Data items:
* Start *
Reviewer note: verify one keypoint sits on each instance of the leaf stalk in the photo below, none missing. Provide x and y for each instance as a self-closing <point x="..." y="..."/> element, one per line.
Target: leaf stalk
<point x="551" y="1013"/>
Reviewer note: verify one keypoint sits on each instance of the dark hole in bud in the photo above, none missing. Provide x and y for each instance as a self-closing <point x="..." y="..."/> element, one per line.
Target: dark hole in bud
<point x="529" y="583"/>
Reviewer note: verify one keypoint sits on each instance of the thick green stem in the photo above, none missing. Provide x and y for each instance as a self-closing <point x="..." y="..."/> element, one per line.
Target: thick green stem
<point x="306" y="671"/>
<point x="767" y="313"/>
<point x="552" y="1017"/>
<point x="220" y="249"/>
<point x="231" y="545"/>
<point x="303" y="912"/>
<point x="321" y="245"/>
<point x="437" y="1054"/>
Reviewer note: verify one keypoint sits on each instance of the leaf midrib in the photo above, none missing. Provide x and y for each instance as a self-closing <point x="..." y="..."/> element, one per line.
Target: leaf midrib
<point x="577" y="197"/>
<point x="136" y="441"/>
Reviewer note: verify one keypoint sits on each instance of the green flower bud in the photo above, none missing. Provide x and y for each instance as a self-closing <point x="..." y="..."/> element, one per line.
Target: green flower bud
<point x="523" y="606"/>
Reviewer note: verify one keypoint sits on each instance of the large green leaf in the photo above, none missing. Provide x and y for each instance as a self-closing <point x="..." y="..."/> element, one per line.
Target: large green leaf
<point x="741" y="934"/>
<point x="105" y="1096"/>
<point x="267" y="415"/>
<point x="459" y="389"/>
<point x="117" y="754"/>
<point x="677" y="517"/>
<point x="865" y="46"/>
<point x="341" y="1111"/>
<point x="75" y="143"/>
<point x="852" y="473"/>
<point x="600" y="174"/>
* End *
* _Aim of the exercise_: Recast every line of the items above as a numbered list, leaving out any blank lines.

* _Answer in full_:
1. Reviewer note: verify one keypoint sits on each instance of the leaf stalk in the photo below, none missing. Provide x and y for each instance as a self-closing <point x="..." y="..."/> element, one per line.
2. Target: leaf stalk
3. <point x="551" y="1013"/>
4. Reviewer note: verify one keypoint sits on each instance of the dark hole in bud in the photo above, none missing. Provide x and y for each instance as a self-closing <point x="..." y="..."/> element, one per line.
5. Target: dark hole in bud
6. <point x="529" y="583"/>
7. Reviewer note: verify one keypoint sits on each instance of the thick green stem in the photo above, none missing. Provide x and y for each instance as a self-closing <point x="..." y="..."/> element, one per line.
8. Target: thick green stem
9. <point x="306" y="671"/>
10. <point x="767" y="313"/>
11. <point x="552" y="1017"/>
12. <point x="220" y="249"/>
13. <point x="231" y="545"/>
14. <point x="303" y="912"/>
15. <point x="321" y="245"/>
16. <point x="437" y="1054"/>
17. Reviewer note: verify one keypoint sits on each instance of the leaf midrib in the photo above, none missing. Provide x and y for each instance as a self-closing <point x="..." y="..."/> element, one per line.
18. Target: leaf midrib
19. <point x="577" y="197"/>
20. <point x="136" y="441"/>
21. Reviewer note: verify one keypoint sits on each instance of the green flower bud in the photo above, none missing. Provide x and y for each instance as a self-closing <point x="..." y="..."/> element, one per line.
22. Target: green flower bud
23. <point x="523" y="606"/>
24. Reviewer note: verify one keypoint sits on each instance of the large green leaf in the photo above, none missing. Provide x and y for each instance as a self-closing <point x="..." y="..."/> element, one per line.
25. Target: large green leaf
26. <point x="741" y="934"/>
27. <point x="105" y="1096"/>
28. <point x="267" y="415"/>
29. <point x="459" y="389"/>
30. <point x="117" y="754"/>
31. <point x="677" y="517"/>
32. <point x="865" y="46"/>
33. <point x="341" y="1111"/>
34. <point x="75" y="143"/>
35. <point x="852" y="473"/>
36. <point x="600" y="174"/>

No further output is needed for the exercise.